-- Start PROVIDED RECORDS --
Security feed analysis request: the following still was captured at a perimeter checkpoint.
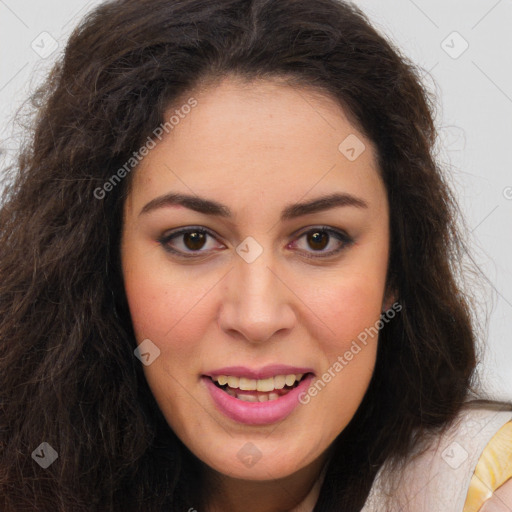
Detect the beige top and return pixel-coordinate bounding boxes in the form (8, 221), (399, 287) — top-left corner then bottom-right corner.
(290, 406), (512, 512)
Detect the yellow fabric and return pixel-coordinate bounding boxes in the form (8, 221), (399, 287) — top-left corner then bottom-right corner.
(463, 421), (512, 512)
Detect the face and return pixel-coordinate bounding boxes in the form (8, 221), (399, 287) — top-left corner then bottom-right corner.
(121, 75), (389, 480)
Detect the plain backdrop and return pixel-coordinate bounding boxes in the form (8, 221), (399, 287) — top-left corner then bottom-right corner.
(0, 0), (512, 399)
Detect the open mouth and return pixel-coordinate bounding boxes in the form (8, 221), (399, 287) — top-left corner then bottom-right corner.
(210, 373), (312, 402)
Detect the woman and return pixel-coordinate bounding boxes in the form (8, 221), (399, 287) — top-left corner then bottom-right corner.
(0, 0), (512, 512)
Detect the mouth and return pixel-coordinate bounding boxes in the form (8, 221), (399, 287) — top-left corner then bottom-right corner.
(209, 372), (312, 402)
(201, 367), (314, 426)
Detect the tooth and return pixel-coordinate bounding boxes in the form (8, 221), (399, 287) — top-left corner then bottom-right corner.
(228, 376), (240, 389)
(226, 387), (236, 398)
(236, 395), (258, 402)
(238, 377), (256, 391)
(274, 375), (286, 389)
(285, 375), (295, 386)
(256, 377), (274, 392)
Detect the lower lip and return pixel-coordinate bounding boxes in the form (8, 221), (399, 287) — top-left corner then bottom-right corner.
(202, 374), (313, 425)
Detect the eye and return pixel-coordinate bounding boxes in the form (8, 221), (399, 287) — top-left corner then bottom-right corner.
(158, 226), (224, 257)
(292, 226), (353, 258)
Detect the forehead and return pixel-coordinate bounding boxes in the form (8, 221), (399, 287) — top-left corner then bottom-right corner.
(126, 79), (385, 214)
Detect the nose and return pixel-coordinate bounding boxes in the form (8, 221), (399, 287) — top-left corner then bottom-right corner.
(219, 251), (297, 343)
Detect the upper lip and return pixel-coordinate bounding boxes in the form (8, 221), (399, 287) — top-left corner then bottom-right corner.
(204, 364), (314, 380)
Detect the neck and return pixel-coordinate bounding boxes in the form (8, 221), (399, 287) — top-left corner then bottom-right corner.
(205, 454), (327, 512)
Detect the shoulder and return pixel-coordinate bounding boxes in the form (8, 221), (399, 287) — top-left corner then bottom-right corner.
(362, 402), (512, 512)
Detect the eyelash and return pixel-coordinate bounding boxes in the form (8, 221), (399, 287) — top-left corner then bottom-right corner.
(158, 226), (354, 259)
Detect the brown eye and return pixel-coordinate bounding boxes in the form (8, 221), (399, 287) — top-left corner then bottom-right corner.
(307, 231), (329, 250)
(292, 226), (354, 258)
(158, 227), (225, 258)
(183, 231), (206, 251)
-- End PROVIDED RECORDS --
-- Start PROVIDED RECORDS --
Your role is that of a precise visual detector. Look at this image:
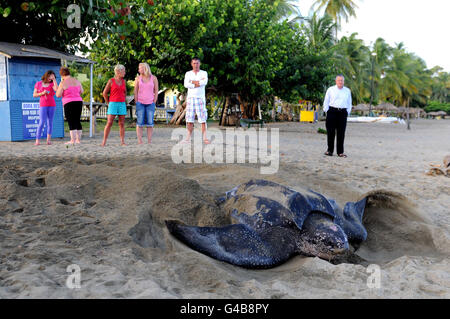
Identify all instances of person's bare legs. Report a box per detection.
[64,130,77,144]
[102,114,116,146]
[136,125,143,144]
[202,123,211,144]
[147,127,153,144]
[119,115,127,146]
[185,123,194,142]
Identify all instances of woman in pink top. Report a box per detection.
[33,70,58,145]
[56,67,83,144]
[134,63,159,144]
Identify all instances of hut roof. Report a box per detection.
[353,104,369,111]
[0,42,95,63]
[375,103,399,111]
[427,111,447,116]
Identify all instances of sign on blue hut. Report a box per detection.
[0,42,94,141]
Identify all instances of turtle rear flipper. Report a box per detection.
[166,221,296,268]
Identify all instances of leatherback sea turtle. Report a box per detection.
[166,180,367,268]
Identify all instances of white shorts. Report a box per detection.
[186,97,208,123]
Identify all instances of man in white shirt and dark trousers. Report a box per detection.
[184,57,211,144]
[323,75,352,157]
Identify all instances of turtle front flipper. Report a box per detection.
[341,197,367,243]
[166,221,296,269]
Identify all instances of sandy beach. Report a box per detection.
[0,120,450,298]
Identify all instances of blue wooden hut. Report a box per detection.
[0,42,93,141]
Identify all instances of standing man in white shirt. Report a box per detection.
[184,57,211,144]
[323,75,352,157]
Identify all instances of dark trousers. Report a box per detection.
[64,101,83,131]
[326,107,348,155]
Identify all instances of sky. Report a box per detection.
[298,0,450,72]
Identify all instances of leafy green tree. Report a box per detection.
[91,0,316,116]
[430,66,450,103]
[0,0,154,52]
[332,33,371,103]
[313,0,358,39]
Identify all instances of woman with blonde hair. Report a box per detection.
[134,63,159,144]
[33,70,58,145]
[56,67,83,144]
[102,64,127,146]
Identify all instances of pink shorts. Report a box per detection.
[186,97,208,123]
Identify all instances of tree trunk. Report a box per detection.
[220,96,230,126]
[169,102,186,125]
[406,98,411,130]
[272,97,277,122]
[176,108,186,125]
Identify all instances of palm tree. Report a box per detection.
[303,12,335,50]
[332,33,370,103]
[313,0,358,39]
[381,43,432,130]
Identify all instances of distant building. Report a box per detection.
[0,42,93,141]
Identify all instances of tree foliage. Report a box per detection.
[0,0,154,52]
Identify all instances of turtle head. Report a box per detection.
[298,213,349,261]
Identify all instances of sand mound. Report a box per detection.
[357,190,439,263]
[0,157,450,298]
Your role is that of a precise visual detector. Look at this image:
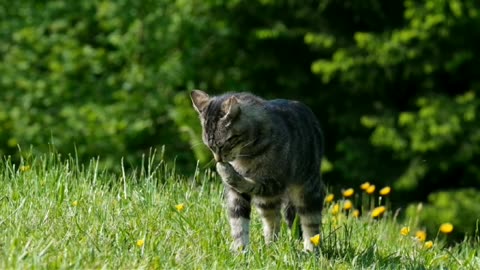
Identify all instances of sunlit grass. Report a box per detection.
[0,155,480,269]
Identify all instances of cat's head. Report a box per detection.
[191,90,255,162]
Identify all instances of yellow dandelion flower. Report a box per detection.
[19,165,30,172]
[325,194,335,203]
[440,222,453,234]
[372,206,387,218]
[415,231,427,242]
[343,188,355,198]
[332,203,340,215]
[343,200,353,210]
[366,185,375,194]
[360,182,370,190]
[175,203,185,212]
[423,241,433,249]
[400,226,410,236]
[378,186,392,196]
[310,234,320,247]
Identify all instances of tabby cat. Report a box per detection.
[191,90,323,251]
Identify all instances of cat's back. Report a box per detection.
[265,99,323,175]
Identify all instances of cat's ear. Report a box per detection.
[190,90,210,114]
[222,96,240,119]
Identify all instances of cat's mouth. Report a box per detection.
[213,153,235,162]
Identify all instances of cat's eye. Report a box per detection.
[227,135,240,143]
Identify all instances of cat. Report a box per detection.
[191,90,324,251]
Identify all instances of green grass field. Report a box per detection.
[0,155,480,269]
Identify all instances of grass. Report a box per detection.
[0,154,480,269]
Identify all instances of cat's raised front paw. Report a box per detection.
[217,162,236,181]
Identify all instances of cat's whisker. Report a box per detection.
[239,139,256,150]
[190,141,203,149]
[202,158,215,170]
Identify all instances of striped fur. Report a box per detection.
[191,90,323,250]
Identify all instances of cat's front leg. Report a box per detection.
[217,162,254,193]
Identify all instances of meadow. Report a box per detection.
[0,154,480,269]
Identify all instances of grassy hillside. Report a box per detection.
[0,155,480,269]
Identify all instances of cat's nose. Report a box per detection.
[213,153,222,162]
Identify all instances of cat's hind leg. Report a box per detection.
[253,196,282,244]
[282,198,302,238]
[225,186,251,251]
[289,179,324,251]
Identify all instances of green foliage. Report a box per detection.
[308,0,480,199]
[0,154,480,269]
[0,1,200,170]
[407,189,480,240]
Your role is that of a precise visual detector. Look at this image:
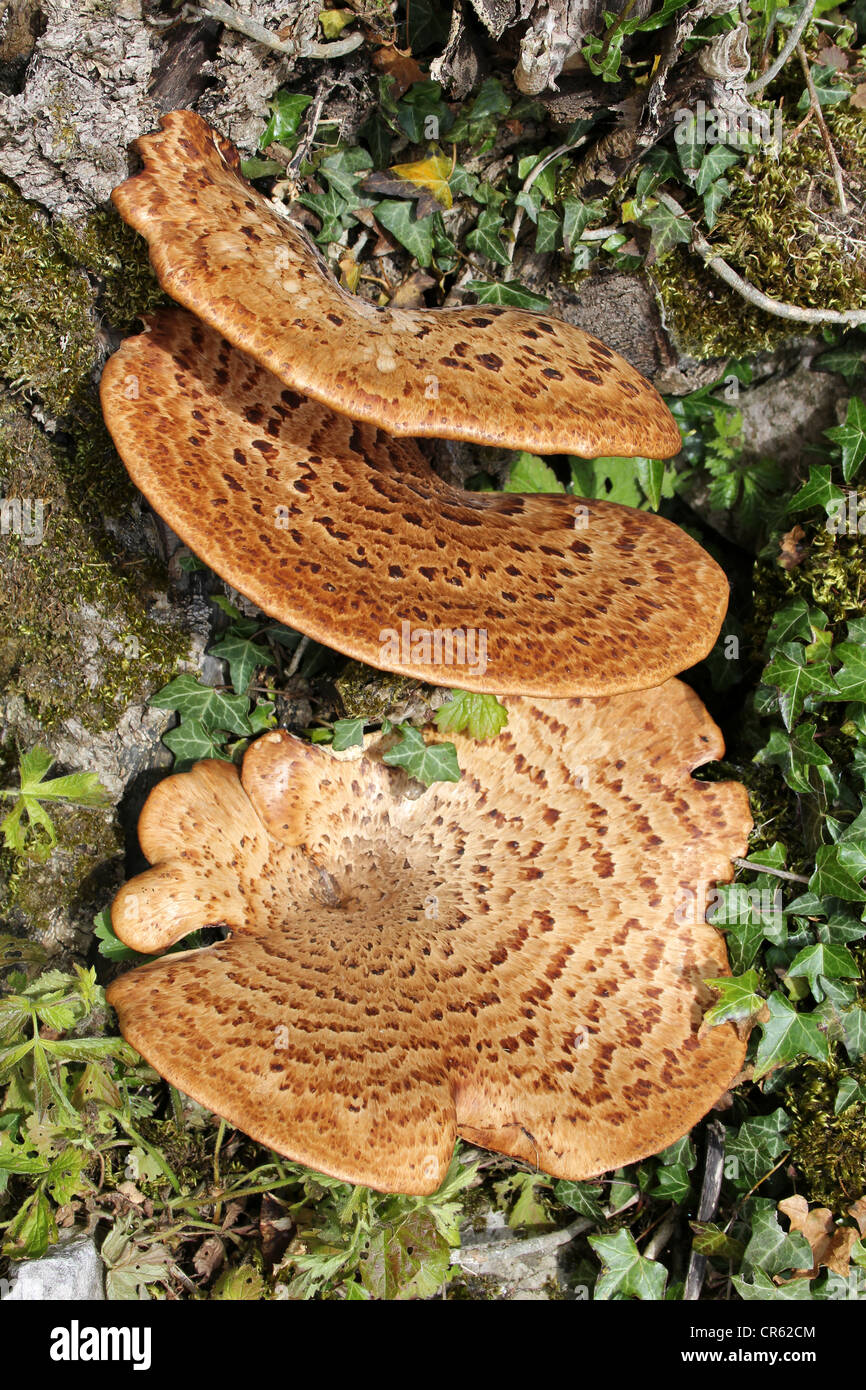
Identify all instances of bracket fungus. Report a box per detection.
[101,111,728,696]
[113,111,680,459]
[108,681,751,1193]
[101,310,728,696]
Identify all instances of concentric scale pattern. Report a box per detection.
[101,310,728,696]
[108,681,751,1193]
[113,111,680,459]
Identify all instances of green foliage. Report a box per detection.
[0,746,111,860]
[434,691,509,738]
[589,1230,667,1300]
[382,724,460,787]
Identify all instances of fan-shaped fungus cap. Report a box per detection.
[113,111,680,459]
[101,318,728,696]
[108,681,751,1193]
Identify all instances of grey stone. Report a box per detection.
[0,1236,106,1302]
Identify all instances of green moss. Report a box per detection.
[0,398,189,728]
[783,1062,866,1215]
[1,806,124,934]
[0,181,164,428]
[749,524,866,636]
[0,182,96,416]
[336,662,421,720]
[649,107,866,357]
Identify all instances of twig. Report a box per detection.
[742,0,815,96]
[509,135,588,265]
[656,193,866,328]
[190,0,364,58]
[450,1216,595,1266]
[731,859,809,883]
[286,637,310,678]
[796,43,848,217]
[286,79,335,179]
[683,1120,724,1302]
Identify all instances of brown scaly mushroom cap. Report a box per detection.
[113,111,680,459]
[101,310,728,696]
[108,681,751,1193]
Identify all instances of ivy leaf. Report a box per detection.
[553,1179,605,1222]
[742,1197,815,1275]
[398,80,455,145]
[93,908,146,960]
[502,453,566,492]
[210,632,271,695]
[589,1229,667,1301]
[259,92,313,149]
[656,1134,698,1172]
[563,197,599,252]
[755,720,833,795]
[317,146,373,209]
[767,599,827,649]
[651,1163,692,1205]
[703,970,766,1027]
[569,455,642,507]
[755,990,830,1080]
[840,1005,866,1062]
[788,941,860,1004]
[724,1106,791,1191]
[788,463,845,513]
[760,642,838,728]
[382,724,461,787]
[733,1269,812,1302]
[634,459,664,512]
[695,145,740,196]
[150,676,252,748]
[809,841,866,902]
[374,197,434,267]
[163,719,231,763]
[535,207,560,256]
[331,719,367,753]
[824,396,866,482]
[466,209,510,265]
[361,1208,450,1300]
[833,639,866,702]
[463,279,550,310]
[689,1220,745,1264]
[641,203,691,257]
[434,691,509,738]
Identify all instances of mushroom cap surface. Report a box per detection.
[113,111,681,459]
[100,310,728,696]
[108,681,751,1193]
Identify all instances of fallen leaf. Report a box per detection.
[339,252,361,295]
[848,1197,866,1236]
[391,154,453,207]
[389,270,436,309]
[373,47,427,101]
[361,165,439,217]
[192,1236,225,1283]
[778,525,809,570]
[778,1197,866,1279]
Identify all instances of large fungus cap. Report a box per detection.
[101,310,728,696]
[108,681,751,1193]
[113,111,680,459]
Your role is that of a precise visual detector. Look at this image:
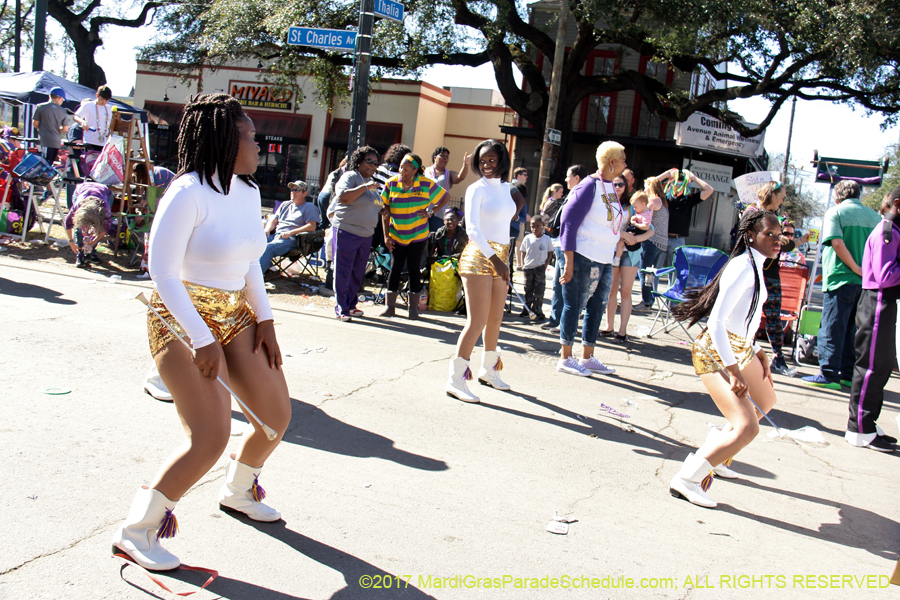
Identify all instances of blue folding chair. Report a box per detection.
-- End PROVIDED RECORDS --
WHAT YOU HAVE TO DO:
Please copy out the rows from the line containing "Identify all instances of cat's whisker." down to the line containing "[649,107,866,357]", both included, without changing anything. Omit the pictures.

RESPONSE TO THE TASK:
Identify all instances of cat's whisker. Report a box per detection.
[239,139,256,150]
[190,141,203,149]
[202,158,215,170]
Identify all instances of striped fur. Report a box per detection.
[191,90,323,250]
Identify all instances of cat's front leg. Report a box per detection.
[217,162,254,193]
Identify all instances of meadow. Report a box per detection.
[0,154,480,269]
Identify all instances of grassy hillside. Report a box per detection.
[0,155,480,269]
Identify all instances of cat's nose. Report a box per detection.
[213,153,222,162]
Identify all instances of cat's hind leg. Report a box per detection.
[253,196,282,244]
[282,198,302,238]
[225,186,251,251]
[289,179,324,251]
Identify all instances of green foliage. Report a box per detection.
[308,0,480,199]
[0,154,480,269]
[0,1,200,170]
[407,189,480,240]
Your role is that of a precise visual detector. Look at this image:
Identify all instances of bracket fungus. Report a box per detection.
[101,111,728,696]
[113,111,680,459]
[108,681,751,1193]
[101,310,728,696]
Identify all instances of concentric scale pattern. Report a box per detection.
[101,310,728,696]
[108,681,751,1193]
[113,111,680,459]
Identify all instances of green foliage. Report a box per detection.
[0,746,111,860]
[434,691,509,738]
[589,1230,667,1300]
[382,724,460,787]
Identify all instances of fan-shaped fungus cap. Report a box per detection.
[113,111,680,459]
[101,318,728,696]
[108,681,751,1193]
Identify all instances of grey stone. Report a box per detection.
[0,1236,106,1302]
Identify all instances of green moss. Report a box per detection.
[0,398,189,728]
[783,1062,866,1215]
[1,806,124,934]
[0,181,164,428]
[749,524,866,636]
[0,182,96,416]
[336,662,421,720]
[649,107,866,357]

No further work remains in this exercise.